Records from a collection:
★ ★ ★ ★
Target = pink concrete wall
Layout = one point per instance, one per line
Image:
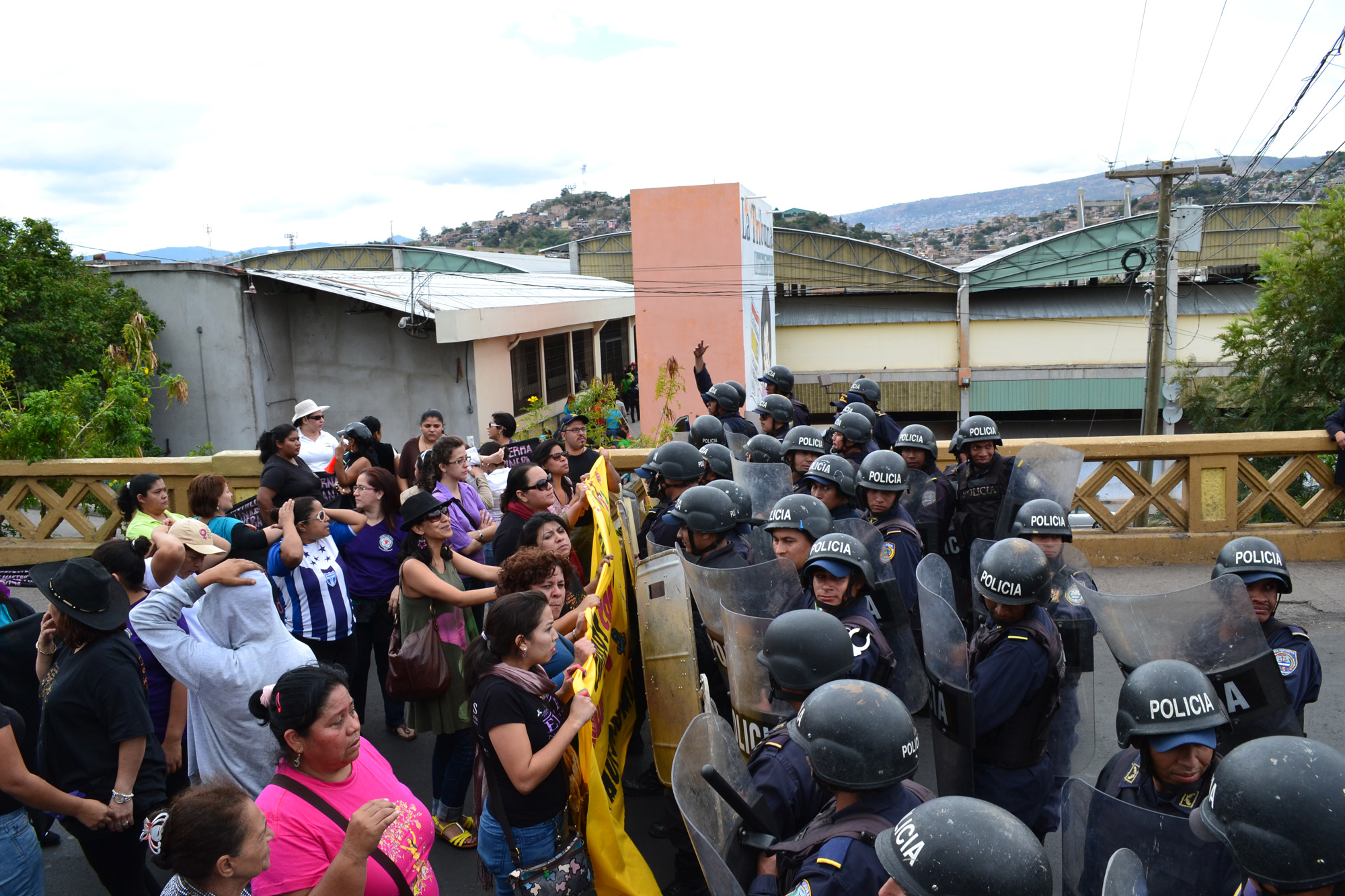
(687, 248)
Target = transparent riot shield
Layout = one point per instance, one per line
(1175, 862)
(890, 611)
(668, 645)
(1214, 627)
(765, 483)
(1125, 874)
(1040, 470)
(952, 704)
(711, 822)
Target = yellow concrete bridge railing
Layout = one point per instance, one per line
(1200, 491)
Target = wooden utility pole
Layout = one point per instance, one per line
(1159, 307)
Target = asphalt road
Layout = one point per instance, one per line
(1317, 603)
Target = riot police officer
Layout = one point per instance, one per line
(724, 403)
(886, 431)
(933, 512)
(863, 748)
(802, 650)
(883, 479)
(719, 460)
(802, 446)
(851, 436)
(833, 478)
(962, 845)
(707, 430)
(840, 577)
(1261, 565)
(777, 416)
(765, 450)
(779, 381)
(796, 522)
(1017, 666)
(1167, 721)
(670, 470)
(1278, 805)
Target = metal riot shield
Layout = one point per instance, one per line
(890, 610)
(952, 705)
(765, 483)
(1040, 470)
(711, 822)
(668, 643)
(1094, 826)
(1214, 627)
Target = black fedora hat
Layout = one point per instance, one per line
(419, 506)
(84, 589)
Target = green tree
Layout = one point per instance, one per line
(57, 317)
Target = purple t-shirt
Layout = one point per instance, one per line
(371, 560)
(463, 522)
★ ★ ★ ★
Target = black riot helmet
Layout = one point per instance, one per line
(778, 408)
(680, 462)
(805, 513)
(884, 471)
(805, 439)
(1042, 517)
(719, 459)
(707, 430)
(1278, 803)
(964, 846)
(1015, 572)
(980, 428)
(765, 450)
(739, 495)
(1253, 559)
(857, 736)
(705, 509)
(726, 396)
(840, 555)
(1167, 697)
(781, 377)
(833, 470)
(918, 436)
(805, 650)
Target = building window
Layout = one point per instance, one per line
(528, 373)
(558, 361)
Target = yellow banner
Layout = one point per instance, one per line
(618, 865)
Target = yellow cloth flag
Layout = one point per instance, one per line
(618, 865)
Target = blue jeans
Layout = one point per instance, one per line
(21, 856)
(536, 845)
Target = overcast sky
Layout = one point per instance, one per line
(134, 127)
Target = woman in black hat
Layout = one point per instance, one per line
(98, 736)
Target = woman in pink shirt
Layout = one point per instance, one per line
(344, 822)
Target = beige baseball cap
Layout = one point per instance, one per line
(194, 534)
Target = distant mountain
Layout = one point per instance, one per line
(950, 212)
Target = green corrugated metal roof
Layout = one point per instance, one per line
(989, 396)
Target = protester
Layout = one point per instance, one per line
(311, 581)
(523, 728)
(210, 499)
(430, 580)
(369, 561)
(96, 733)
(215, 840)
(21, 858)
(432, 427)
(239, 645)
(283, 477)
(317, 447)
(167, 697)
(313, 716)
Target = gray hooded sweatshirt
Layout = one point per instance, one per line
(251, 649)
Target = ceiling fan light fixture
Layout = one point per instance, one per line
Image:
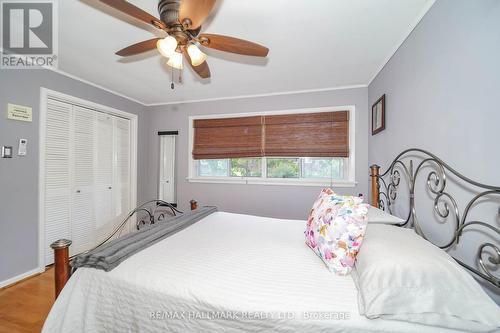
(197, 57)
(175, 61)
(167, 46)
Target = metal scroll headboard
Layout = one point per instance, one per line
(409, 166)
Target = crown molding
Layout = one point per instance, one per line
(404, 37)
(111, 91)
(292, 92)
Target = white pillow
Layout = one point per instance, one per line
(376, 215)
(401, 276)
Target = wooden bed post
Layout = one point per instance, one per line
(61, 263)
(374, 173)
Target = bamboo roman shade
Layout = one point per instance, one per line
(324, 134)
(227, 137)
★ ★ ★ ★
▸ Problem
In the material from the line with "Target = pink concrete wall" to the line with "(1200, 491)", swap every "concrete" for "stone" and write those lines out again with nothing else changed. Leave the pictures out.

▸ Right answer
Target = pink stone wall
Layout = one point per instance, one per line
Image:
(687, 248)
Target = transparent riot shield
Layout = one point per instance, one per line
(1175, 862)
(890, 611)
(668, 645)
(1214, 627)
(765, 483)
(1125, 874)
(1040, 470)
(952, 704)
(711, 822)
Target = yellow stone bridge railing
Layout = one point per instance, one per line
(1200, 491)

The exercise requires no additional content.